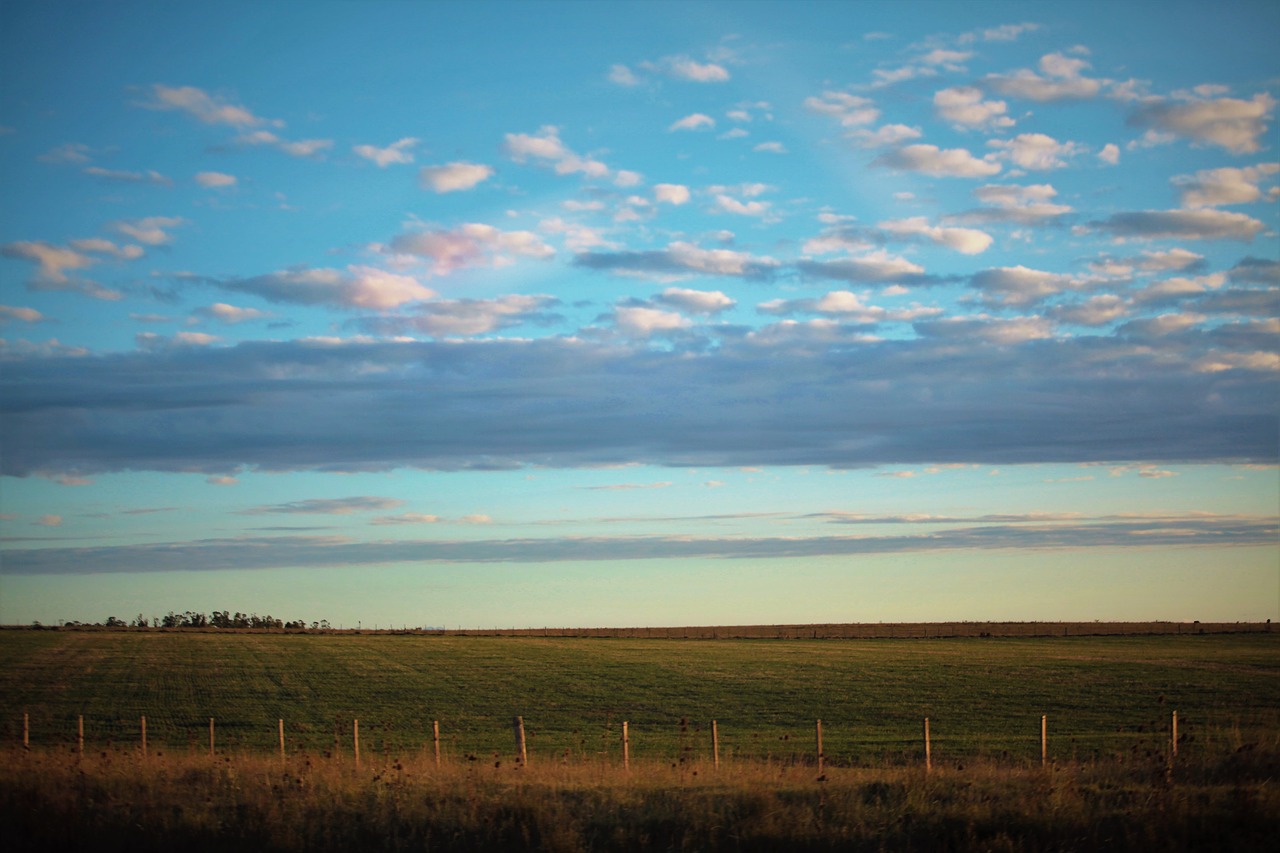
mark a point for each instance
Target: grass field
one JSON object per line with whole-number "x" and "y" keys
{"x": 1109, "y": 785}
{"x": 984, "y": 697}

:: Brief ::
Copy out all of the data above again word for word, but leave out the pictures.

:: Right answer ::
mark a point for each instance
Target: grass field
one JSON object per line with whole-number "x" and "y" keys
{"x": 1109, "y": 785}
{"x": 984, "y": 697}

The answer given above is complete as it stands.